課題の要件:
1 – ハイレート放電に関する文章のうち、「本発明者らは、上述したメカニ」を含む語句から始まり「も低減することが確認された。」で終わる部分を、一字一句変えずに出力してください。
2 – ハイレート放電に関する文章の続きを、最後の文の直後から書いてください。

提示文:
図4の上段の(A)は、通常のハイレート放電を行った時のリチウムイオンの分布を表している。対して、
図4の下段の(B)は、開示する技術を適用してハイレート放電を行った時のリチウムイオンの分布を表している。
【0064】
上述したように、放電時には、電解液中のリチリウムイオンは、正極側に移動して正極活物質50eに挿入される。(A)の左図(i)に示すように、リチウムイオンは電解液に均一に分布しているので、ハイレート放電を行うと、多量のリチウムイオンが電解液中を移動して、(A)の右図(ii)に示すように、それらが界面領域を経て正極活物質50eに取り込まれる。その際、比較的大きな抵抗が生じるために、瞬時に大電流を取り出すことができない。その結果、電池の内部抵抗が上昇する。
【0065】
一方、開示する技術では、ハイレート放電を行う前に、その逆となる充電(カウンター充電)を行う。それにより、(B)の左図(i’)に示すように、正極活物質50eに挿入されていたリチウムイオンを正極活物質50eの界面領域に移動させ、(B)の中図(i)に示すように、リチウムイオンをその界面領域に集中させる。
【0066】
その状態でハイレート放電を行えば、取込時の抵抗を低減して、(B)の左図(ii)に示すように、正極活物質50eに多量のリチウムイオンを取り込むことが可能になり、瞬時に大電流を取り出せるようになると考えられる。
【0067】
なお、ハイレート充電の場合も、充放電状態が逆になる点を除けば、ハイレート放電の場合と同様である。すなわち、ハイレート充電を行う前に、一時的に電力を高めた放電(カウンター放電)を行えばよい。
【0068】
(検証試験)
本発明者らは、上述したメカニズムを検証するために、一般的な電池セルを用いて試験を行った。その試験では、10秒間のハイレート放電を行う直前に、異なる充電レートで1秒間のカウンター充電を実行した。
【0069】
そして、ハイレート放電によって瞬間的に電圧が降下した時の電池の内部抵抗と、ハイレート放電後、電圧が復帰した時の電池の内部抵抗とを比較した。その試験結果を
図5に示す。
図5における破線は、ハイレート放電直後の瞬間的な内部抵抗を表している。
図5における実線は、ハイレート放電後、電圧が復帰した時(試験では10分後)の内部抵抗を表している。
【0070】
0C、つまりカウンター充電を行わない通常のハイレート放電では、内部抵抗が上昇して高くなることが確認された。一方、カウンター充電を行うことで、その内部抵抗の上昇量が低減し、充電レートが高くなるほど、その内部抵抗の上昇量も低減することが確認された。
【0071】
すなわち、ハイレート放電を行うと、それに伴って内部抵抗が一時的に上昇する。そして、上昇した内部抵抗が復帰するには、電解液および電極が元の状態に戻る必要があるため、ある程度、時間を要する。そのため、内部抵抗が上昇している時に、再度、ハイレート放電が行われると、内部抵抗の上昇が促進されるので、内部抵抗の不可逆的な上昇が発生する。つまり、ハイレート劣化が進むことになる。

ラベル付き対象を指し示すエントリ:
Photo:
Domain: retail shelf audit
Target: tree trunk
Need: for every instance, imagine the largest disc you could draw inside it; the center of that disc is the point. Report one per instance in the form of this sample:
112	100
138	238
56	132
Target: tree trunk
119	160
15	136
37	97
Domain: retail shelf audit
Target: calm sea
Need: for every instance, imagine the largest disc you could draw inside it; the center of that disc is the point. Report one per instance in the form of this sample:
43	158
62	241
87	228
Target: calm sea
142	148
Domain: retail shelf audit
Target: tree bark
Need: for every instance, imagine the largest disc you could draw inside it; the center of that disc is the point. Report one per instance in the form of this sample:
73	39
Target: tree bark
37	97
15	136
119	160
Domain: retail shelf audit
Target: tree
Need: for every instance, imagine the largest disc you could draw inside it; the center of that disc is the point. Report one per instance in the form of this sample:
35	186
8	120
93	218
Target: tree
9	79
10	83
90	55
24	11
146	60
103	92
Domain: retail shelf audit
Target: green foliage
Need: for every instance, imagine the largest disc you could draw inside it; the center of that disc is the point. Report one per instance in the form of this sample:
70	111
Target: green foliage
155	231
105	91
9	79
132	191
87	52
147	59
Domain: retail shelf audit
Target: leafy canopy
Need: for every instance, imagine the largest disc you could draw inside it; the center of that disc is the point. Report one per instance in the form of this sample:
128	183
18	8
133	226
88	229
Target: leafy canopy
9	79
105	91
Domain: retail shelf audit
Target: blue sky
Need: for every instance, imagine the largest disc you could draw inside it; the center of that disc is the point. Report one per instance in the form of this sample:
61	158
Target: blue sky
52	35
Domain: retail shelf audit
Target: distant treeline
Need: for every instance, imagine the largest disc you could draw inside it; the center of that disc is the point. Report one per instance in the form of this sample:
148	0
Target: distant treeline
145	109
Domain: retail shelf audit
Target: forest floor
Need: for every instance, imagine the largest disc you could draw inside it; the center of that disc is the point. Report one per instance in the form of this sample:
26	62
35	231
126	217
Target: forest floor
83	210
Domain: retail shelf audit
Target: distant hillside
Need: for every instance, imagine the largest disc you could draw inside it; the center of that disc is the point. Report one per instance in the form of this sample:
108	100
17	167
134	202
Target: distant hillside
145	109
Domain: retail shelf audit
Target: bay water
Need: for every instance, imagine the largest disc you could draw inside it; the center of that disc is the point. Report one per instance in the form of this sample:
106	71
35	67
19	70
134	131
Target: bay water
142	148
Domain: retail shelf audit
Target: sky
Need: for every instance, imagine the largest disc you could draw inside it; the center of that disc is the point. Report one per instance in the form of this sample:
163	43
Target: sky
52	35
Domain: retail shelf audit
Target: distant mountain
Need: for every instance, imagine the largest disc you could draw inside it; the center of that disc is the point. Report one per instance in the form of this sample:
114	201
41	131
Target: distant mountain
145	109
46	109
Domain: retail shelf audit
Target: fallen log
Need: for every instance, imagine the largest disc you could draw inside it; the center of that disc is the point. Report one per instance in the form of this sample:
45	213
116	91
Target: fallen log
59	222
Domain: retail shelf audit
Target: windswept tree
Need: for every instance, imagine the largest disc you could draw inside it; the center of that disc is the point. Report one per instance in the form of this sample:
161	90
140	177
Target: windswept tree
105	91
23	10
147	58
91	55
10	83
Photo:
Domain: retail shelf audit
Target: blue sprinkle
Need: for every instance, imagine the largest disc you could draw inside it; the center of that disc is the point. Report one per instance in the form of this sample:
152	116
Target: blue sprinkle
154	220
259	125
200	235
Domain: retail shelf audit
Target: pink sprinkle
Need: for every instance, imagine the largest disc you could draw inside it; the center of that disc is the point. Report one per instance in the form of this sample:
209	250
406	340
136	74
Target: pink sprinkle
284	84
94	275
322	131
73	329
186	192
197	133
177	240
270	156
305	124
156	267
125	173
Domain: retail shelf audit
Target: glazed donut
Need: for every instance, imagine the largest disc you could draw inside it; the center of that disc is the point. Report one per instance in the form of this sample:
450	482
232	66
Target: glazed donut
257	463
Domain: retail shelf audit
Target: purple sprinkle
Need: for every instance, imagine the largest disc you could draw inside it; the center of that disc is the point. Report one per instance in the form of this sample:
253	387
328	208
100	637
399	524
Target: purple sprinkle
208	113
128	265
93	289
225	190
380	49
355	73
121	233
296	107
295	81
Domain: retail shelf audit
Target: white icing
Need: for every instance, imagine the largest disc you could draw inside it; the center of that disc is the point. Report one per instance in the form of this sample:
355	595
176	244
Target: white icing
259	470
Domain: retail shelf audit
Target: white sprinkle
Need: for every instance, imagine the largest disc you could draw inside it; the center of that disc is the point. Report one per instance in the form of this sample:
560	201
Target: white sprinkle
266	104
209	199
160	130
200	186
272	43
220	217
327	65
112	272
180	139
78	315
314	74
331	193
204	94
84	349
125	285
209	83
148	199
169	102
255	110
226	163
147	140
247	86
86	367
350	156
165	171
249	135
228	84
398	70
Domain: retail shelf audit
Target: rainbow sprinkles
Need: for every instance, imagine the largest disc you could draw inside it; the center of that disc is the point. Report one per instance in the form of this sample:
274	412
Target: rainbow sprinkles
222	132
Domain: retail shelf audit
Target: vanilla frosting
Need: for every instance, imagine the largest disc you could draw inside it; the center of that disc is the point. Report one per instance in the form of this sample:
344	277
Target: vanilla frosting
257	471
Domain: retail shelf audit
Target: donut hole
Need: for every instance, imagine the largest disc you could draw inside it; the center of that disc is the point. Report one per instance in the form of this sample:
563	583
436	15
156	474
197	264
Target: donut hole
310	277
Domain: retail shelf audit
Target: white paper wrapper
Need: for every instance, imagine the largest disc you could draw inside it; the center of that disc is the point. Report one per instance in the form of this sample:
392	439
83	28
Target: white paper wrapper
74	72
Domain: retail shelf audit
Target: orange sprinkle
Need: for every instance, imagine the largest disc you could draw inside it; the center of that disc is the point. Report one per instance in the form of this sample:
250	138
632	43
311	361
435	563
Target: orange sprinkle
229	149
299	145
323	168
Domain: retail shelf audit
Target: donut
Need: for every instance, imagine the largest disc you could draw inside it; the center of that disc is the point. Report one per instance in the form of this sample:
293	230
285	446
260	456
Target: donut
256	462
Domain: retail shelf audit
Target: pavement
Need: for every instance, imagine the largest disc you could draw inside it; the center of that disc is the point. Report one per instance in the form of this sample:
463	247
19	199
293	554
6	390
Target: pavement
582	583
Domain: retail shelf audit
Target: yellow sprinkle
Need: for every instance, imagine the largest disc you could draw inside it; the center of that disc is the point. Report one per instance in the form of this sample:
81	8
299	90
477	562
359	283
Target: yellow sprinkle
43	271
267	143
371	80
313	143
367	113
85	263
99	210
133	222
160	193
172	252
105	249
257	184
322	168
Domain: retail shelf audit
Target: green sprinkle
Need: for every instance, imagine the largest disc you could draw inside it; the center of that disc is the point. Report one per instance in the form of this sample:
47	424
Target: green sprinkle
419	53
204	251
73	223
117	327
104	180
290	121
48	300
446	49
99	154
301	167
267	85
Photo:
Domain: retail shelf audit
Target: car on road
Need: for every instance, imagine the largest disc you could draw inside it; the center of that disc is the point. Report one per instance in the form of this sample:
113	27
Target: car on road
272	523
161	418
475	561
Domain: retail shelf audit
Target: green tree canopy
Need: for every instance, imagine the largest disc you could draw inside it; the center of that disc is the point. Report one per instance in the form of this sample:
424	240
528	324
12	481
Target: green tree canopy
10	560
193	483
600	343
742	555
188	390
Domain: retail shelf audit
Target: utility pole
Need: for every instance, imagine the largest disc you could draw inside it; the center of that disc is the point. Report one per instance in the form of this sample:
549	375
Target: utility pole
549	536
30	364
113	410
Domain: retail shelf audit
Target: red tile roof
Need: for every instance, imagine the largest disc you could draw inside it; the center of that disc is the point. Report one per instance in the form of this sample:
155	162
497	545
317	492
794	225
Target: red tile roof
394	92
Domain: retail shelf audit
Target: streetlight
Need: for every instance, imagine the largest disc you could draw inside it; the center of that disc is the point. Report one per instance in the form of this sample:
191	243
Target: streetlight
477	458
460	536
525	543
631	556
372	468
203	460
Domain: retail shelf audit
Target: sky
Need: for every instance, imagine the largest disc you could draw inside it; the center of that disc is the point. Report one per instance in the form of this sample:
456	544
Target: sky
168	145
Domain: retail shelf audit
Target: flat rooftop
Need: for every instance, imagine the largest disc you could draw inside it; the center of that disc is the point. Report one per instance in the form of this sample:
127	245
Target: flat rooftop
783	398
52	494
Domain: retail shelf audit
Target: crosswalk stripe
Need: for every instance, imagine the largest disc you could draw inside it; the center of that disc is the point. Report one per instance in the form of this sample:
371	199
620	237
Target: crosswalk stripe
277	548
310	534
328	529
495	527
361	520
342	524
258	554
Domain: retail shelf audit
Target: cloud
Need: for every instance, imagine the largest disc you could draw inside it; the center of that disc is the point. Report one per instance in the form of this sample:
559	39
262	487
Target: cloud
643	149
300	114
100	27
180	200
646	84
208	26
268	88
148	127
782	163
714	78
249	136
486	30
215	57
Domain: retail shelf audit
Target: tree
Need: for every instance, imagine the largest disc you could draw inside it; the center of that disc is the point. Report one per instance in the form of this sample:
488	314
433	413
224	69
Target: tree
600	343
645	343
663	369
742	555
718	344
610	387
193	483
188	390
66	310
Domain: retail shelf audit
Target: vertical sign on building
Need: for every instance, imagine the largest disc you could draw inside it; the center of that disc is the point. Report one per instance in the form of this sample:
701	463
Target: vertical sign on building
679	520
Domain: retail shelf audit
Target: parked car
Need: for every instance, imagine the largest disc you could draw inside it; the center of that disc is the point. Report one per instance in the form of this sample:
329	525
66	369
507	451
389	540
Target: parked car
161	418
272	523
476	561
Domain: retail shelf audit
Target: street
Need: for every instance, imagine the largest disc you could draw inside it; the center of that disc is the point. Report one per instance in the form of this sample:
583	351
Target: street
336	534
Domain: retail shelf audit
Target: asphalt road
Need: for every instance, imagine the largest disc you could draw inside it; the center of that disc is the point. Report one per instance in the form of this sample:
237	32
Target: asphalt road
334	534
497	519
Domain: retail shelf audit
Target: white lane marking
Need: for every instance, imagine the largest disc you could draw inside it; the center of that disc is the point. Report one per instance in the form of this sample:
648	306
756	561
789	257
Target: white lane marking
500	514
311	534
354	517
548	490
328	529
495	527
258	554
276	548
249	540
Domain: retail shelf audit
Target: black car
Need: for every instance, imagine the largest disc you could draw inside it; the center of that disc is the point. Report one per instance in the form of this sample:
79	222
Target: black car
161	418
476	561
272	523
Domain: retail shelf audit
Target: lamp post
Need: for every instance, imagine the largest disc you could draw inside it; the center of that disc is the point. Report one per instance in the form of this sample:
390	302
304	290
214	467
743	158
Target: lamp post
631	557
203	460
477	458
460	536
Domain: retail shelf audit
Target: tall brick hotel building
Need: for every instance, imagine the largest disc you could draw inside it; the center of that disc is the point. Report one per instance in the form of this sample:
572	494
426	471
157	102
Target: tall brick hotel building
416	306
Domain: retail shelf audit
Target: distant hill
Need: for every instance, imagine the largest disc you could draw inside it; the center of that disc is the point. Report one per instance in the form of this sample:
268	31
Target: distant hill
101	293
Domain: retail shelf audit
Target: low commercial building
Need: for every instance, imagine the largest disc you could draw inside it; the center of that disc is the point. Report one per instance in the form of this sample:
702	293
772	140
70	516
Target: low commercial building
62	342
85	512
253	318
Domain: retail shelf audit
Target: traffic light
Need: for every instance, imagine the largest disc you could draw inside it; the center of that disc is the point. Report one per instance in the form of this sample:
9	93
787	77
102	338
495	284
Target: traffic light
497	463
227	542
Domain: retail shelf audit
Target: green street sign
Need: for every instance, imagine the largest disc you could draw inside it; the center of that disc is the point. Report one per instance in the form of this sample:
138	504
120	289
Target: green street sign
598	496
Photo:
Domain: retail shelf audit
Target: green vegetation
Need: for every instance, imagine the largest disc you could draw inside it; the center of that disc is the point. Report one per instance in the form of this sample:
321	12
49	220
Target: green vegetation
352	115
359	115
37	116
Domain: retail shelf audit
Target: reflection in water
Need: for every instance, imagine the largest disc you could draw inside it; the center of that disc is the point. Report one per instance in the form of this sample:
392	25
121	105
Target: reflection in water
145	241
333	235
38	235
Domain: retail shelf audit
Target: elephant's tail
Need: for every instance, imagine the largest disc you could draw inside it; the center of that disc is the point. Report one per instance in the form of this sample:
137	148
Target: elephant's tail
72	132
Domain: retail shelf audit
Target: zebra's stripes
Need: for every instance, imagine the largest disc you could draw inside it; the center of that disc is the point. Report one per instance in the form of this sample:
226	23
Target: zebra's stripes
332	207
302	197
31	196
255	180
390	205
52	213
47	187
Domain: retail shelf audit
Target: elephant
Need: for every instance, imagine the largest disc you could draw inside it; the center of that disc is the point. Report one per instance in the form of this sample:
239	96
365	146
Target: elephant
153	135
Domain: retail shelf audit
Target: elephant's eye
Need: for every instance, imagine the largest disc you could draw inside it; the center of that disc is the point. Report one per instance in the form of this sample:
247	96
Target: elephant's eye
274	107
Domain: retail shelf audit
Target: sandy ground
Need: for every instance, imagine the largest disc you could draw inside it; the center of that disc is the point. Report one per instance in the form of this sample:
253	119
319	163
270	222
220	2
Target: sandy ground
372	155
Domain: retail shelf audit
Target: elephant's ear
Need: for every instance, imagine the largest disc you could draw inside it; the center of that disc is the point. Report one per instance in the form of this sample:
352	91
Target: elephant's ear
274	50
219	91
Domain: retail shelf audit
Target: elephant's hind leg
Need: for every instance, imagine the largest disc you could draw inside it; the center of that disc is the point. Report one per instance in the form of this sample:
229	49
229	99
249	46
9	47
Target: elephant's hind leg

以下に解答:
1 –
本発明者らは、上述したメカニズムを検証するために、一般的な電池セルを用いて試験を行った。その試験では、10秒間のハイレート放電を行う直前に、異なる充電レートで1秒間のカウンター充電を実行した。
【0069】
そして、ハイレート放電によって瞬間的に電圧が降下した時の電池の内部抵抗と、ハイレート放電後、電圧が復帰した時の電池の内部抵抗とを比較した。その試験結果を
図5に示す。
図5における破線は、ハイレート放電直後の瞬間的な内部抵抗を表している。
図5における実線は、ハイレート放電後、電圧が復帰した時(試験では10分後)の内部抵抗を表している。
【0070】
0C、つまりカウンター充電を行わない通常のハイレート放電では、内部抵抗が上昇して高くなることが確認された。一方、カウンター充電を行うことで、その内部抵抗の上昇量が低減し、充電レートが高くなるほど、その内部抵抗の上昇量も低減することが確認された。

2 –
【0072】
一方、カウンター充電は、ハイレート放電に伴う内部抵抗の上昇を低減でき、上昇した内部抵抗が復帰する時間も短縮できる。特に、電力を高めて、つまりハイレートにして、カウンター充電を行うのが効果的である。それにより、内部抵抗の累積する上昇を低減できるので、ハイレート劣化それ自体の抑制が可能になる。
【0073】
この点、カウンター放電も同様である。従って、カウンター充放電はハイレート充放電に対して有効であり、特にハイレートなカウンター充放電が好ましい。カウンター充放電を実行することで、ハイレート劣化の抑制が可能になる。
【0074】
(ハイレート充放電予測部、充放電状態変更部)
電池ユニット2のハイレート劣化を抑制するために、この車両1のBCU10には、上述したように、ハイレート充放電予測部10dおよび充放電状態変更部10eが備えられている。
【0075】
ハイレート充放電予測部10dは、車両1の運転中に、ハイレート充電およびハイレート放電を予測する。すなわち、ハイレート充放電予測部10dは、車両1の運転中に、電池ユニット2で充放電が行われる場合、その充放電の実行前に、車両1の運転状態等に基づいて、その充放電がハイレート充電であるか、またはハイレート放電であるかについての推測を実行する。
【0076】
ここでいうハイレート充電およびハイレート放電は、電池容量等、電池ユニット2(詳細にはその電池セル)の性能に応じて設定される所定の基準値に基づいて判断される。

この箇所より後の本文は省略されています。